== AVAILABLE DATA ==
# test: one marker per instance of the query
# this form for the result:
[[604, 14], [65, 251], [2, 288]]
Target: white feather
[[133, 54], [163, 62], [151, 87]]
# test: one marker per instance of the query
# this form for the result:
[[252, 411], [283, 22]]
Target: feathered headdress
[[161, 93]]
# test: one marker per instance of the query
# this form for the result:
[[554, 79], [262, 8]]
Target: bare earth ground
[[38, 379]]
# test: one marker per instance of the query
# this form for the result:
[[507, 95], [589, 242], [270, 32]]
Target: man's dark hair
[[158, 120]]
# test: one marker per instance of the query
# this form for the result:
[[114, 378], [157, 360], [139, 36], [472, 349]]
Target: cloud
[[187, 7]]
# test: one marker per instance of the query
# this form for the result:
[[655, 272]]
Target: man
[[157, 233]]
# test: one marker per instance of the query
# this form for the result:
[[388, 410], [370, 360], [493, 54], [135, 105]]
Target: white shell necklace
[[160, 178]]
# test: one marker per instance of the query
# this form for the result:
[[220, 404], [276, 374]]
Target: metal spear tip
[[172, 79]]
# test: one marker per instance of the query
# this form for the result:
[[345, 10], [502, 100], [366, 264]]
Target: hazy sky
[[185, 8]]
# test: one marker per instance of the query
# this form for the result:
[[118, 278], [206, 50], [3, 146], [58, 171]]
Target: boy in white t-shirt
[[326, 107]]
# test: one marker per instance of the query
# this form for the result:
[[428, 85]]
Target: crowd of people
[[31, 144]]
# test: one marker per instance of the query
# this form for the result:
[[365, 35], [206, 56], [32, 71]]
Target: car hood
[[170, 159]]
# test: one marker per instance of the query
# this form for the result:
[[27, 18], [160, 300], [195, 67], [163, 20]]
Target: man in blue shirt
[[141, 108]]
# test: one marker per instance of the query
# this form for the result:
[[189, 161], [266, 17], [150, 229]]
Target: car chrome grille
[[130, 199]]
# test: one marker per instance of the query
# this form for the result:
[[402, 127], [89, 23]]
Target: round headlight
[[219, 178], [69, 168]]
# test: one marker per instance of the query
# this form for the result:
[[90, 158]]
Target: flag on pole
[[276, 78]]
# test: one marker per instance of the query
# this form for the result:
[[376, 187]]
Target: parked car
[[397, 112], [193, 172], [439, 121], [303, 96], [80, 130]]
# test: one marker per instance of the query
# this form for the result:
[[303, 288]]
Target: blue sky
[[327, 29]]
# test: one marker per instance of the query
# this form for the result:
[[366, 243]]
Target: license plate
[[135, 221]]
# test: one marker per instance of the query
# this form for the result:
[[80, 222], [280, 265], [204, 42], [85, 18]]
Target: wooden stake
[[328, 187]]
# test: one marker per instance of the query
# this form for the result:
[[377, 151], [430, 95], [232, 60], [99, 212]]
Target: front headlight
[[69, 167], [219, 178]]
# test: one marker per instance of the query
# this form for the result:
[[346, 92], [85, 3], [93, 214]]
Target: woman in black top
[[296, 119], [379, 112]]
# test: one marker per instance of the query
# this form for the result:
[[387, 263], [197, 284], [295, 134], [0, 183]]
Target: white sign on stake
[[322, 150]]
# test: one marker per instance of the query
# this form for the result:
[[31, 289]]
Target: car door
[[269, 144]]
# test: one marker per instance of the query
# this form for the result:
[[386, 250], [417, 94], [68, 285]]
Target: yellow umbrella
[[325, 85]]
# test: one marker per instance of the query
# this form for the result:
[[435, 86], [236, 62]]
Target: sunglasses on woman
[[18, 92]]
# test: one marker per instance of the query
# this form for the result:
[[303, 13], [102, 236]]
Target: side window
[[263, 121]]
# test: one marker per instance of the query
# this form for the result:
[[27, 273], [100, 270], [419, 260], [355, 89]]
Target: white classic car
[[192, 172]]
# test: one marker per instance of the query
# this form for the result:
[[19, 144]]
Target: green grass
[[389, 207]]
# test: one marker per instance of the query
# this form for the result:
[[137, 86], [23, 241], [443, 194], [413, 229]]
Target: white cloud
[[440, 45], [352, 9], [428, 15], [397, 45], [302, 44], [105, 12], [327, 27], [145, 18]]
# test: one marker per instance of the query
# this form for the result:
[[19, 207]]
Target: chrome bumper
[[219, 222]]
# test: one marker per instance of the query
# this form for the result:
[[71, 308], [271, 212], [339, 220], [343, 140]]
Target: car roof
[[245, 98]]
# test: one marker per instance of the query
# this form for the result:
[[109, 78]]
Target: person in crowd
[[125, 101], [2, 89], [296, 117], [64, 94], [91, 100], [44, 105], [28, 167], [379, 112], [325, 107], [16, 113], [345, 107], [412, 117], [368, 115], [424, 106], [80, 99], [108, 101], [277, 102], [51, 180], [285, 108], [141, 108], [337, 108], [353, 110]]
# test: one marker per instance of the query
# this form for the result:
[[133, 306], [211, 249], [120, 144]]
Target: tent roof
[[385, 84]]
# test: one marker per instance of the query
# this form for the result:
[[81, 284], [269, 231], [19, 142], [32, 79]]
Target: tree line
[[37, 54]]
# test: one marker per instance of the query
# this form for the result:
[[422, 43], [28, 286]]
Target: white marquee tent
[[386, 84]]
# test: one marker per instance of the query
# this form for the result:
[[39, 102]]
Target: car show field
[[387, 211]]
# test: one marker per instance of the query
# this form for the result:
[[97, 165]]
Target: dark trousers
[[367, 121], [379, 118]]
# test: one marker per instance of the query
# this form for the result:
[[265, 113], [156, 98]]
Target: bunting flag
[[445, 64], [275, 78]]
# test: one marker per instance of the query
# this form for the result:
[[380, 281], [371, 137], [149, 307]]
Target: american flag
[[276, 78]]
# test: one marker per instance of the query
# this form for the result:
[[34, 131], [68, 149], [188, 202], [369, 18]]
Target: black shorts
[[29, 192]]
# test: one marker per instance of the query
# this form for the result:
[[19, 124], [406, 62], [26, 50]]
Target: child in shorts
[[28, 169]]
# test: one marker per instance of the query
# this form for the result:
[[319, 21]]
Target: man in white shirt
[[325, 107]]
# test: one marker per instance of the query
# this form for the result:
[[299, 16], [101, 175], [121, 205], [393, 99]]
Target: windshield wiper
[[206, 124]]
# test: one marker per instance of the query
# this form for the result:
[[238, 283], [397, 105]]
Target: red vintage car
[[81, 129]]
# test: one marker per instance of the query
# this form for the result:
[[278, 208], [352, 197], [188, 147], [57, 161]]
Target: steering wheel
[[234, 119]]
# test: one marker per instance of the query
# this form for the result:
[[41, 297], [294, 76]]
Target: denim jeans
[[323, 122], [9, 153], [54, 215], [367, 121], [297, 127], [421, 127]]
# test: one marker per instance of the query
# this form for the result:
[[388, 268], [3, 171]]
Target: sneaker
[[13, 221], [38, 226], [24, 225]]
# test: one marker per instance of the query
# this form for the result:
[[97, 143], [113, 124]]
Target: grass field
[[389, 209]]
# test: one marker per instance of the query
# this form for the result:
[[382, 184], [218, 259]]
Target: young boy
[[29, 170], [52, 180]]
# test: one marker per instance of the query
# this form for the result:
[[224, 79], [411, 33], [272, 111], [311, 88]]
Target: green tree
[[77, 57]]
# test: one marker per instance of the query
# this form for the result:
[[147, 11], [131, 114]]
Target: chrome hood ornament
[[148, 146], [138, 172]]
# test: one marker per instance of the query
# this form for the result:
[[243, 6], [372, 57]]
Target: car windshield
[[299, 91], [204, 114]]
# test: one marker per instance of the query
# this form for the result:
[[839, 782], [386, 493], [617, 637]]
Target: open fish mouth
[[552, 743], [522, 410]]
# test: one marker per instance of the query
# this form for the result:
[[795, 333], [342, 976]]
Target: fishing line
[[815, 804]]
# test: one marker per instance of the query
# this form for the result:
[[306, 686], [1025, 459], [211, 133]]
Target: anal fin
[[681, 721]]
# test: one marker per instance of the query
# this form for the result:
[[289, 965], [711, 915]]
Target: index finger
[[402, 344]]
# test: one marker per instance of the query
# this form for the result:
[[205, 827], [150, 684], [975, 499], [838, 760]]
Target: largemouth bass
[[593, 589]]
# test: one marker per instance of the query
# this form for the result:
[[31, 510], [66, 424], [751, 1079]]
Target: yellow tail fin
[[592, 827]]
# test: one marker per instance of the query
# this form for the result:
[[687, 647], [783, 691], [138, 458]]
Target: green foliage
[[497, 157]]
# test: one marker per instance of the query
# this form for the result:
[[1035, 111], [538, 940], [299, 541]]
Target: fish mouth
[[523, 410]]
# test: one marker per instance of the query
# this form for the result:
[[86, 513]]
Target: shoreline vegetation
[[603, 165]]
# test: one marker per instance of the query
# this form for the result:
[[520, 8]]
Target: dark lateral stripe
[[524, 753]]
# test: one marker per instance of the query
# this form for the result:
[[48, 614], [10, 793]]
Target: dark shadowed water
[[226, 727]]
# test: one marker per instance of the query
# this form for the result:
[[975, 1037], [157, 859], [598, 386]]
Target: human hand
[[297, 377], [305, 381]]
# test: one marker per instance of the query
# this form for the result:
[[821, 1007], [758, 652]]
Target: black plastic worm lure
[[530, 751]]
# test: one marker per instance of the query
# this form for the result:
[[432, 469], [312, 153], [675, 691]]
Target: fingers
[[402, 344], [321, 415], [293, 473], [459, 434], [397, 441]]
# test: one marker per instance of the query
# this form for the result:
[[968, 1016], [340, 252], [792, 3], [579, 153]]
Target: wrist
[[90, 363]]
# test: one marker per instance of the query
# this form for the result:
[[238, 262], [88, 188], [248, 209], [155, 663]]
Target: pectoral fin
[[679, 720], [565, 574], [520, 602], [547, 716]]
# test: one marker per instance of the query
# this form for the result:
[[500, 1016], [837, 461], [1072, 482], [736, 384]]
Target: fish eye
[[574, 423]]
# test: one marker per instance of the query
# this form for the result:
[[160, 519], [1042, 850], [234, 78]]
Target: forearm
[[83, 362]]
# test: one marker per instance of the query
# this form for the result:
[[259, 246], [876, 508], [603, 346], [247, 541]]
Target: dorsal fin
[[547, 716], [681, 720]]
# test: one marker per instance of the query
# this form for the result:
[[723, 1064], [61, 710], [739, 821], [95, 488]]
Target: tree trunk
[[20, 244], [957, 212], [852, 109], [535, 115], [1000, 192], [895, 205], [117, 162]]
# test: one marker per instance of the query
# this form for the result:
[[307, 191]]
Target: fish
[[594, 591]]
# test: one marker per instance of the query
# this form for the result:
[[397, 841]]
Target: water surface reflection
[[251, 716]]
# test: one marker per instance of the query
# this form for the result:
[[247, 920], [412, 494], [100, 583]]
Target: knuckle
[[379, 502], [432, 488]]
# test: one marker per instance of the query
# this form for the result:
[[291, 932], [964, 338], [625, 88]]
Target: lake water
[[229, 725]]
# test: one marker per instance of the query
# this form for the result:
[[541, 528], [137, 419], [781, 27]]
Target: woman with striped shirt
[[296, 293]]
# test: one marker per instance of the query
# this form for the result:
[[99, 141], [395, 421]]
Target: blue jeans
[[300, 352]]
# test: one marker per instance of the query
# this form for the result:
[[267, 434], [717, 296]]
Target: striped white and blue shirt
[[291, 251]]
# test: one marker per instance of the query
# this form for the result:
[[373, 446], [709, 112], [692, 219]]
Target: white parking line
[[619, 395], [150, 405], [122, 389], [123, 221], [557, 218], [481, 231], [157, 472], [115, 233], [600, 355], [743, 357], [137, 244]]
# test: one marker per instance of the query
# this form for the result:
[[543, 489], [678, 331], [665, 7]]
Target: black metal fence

== TASK OBJECTIVE ==
Write out every line from the first one above through the line containing "[[326, 107]]" as a numbered list, leaving out any blank lines.

== OUTPUT ==
1. # test: one marker per instance of the query
2. # this form for the result:
3. [[604, 14], [65, 251], [2, 288]]
4. Target: white feather
5. [[133, 54], [163, 62], [151, 87]]
6. # test: one marker per instance of the query
7. # this form for the result:
8. [[252, 411], [283, 22]]
9. Target: feathered headdress
10. [[161, 93]]
11. # test: one marker per instance of the query
12. # this form for the result:
13. [[554, 79], [262, 8]]
14. Target: bare earth ground
15. [[38, 379]]
16. # test: one marker per instance of the query
17. # this form for the result:
18. [[507, 95], [589, 242], [270, 32]]
19. Target: man's dark hair
20. [[158, 120]]
21. # test: one marker per instance of the query
22. # this form for the result:
23. [[114, 378], [157, 360], [139, 36], [472, 349]]
24. Target: cloud
25. [[187, 7]]
26. # test: one marker per instance of the query
27. # this form for the result:
28. [[655, 272]]
29. Target: man
30. [[157, 233]]
31. # test: one marker per instance of the query
32. # this form for the result:
33. [[388, 410], [370, 360], [493, 54], [135, 105]]
34. Target: white shell necklace
35. [[160, 178]]
36. # test: one marker per instance of the query
37. # this form for the result:
38. [[220, 404], [276, 374]]
39. Target: metal spear tip
40. [[172, 79]]
41. # test: one marker per instance of the query
42. # this form for the result:
43. [[345, 10], [502, 100], [366, 264]]
44. Target: hazy sky
45. [[185, 8]]
46. # test: one marker per instance of the query
47. # this form for the result:
48. [[118, 278], [206, 50], [3, 146], [58, 171]]
49. Target: boy in white t-shirt
50. [[326, 107]]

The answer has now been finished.